> EXERCISE TASK:
Give back, unchanged, each line from the one containing "Guideline: mark the metal flashing" through the last line of the entries below.

-- Start INPUT MATERIAL --

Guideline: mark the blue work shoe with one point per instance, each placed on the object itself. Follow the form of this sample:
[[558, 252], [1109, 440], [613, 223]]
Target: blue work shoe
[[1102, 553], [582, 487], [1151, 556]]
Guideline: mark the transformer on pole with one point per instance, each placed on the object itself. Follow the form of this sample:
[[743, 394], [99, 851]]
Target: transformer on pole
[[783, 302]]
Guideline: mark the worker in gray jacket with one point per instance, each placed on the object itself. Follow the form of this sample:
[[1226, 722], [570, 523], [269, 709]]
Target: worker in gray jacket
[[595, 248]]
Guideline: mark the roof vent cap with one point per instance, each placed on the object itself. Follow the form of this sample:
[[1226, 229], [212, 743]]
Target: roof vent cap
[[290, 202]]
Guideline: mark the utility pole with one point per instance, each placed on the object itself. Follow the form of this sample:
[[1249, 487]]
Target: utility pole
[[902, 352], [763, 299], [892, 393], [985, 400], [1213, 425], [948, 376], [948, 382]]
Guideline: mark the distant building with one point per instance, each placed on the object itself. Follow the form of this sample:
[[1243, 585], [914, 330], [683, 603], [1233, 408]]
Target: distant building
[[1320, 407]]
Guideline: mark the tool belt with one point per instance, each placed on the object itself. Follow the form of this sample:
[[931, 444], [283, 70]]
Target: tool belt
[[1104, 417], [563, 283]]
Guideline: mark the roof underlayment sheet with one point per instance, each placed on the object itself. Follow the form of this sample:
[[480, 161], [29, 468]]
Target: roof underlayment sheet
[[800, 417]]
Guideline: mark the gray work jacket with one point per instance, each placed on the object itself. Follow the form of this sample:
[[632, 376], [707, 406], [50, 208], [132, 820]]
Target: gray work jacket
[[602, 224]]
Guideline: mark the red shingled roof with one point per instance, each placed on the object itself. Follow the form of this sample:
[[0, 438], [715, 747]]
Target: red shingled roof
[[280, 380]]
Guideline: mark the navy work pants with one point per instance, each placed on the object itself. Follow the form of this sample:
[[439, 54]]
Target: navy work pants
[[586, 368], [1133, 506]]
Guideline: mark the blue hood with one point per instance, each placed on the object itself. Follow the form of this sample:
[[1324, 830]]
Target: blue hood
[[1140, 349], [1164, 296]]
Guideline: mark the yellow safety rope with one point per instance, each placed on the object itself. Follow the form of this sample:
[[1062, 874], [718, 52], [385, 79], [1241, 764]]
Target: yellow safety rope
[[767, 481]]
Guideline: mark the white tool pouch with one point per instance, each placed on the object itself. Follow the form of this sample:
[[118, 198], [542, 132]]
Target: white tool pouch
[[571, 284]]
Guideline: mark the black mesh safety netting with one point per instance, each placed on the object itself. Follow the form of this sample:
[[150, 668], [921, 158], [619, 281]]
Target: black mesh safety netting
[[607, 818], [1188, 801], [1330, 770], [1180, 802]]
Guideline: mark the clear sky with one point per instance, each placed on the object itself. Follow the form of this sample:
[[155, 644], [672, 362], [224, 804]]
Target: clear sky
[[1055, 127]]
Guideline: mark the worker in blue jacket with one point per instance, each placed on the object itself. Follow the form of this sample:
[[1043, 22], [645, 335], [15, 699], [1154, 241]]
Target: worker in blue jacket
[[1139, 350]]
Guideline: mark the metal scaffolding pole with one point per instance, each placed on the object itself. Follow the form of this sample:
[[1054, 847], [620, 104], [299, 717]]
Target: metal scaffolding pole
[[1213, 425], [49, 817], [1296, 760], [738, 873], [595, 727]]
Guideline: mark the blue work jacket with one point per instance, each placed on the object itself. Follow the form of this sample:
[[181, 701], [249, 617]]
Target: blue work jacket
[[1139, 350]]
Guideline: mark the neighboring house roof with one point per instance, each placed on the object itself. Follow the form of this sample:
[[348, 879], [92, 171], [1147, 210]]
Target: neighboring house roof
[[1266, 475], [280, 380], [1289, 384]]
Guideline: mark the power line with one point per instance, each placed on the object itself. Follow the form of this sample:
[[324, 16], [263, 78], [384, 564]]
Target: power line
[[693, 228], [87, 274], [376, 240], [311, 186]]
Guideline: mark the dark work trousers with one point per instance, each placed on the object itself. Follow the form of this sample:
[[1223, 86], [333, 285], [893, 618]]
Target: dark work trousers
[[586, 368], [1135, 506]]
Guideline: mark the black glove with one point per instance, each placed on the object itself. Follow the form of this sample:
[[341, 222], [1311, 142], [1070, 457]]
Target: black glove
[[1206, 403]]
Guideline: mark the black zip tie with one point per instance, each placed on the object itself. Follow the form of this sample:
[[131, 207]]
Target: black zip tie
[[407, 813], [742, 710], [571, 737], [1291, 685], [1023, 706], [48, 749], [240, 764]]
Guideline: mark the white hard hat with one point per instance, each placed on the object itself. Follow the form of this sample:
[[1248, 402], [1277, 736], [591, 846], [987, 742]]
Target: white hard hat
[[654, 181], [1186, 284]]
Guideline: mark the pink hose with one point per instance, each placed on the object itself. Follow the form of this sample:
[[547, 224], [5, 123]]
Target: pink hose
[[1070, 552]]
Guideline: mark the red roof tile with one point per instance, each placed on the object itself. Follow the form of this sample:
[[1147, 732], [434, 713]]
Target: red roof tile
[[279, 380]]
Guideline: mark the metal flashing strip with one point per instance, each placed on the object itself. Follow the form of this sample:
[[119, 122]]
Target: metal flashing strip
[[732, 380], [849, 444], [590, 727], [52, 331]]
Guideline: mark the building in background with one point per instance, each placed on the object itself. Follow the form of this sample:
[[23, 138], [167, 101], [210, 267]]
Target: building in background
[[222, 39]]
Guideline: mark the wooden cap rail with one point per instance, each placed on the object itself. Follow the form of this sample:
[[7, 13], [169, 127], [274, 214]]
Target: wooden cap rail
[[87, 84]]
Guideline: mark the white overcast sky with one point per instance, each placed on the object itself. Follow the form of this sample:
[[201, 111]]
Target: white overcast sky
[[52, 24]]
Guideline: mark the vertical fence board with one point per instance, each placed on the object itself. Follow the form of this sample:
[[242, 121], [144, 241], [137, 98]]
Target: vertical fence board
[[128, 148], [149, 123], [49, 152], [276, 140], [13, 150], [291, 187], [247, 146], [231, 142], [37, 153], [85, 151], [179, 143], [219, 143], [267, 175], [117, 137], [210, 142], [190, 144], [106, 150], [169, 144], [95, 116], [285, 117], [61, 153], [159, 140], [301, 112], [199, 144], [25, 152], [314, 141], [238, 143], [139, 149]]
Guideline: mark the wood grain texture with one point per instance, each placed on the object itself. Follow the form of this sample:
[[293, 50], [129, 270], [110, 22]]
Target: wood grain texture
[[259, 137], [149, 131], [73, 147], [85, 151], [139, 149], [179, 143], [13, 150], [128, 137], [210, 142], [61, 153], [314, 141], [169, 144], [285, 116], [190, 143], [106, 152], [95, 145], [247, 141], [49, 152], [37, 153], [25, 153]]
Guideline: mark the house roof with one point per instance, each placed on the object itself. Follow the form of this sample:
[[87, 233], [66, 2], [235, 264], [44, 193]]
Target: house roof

-- End INPUT MATERIAL --

> EXERCISE OUTPUT:
Guideline: mark the metal flashing strip with one point per instance, each placed on the object itself. Follow the form of this sample:
[[119, 122]]
Target: metal flashing strip
[[732, 380], [849, 444], [590, 727], [52, 331]]
Guideline: mark the building in background with one point per instance, each placed on the object itself. Follow the form of this sample:
[[23, 138], [167, 101], [210, 267]]
Target: building in background
[[222, 39]]
Guideline: mark the wooden cap rail with one point per instance, each placed on the object itself. Follow the form of this sample:
[[7, 13], [169, 127], [274, 214]]
Target: wooden cap rail
[[87, 84]]
Guideline: mark the white overcast sky with one point per instance, each placed on the object itself. Follow the form of this sample:
[[201, 111]]
Target: white overcast sky
[[52, 24]]
Guideline: mark the vertical fence board with one point per instance, each placed on the object itself. Follow the form of this sample:
[[242, 121], [144, 241], [137, 98]]
Target: vertical fence board
[[128, 148], [149, 123], [49, 152], [276, 140], [13, 150], [291, 187], [247, 146], [231, 142], [37, 153], [85, 151], [179, 143], [219, 143], [267, 175], [117, 137], [210, 142], [190, 144], [106, 150], [169, 144], [95, 116], [285, 117], [61, 153], [159, 140], [301, 112], [199, 144], [25, 152], [314, 141], [238, 143], [139, 149]]
Guideline: mark the wood grain texture with one point per instance, each placed on the object itself. Follow the form of this sample:
[[293, 50], [129, 270], [110, 22]]
Target: wood grain texture
[[259, 137], [149, 131], [73, 147], [85, 151], [139, 149], [179, 143], [13, 150], [128, 137], [210, 142], [61, 153], [314, 141], [169, 144], [285, 116], [190, 143], [106, 152], [95, 145], [247, 141], [49, 152], [37, 153], [25, 153]]
Guideline: mark the house roof with one point per instance, each placed on the object itself. Follow the form of this sample:
[[87, 233], [66, 2], [235, 264], [44, 193]]
Target: house roof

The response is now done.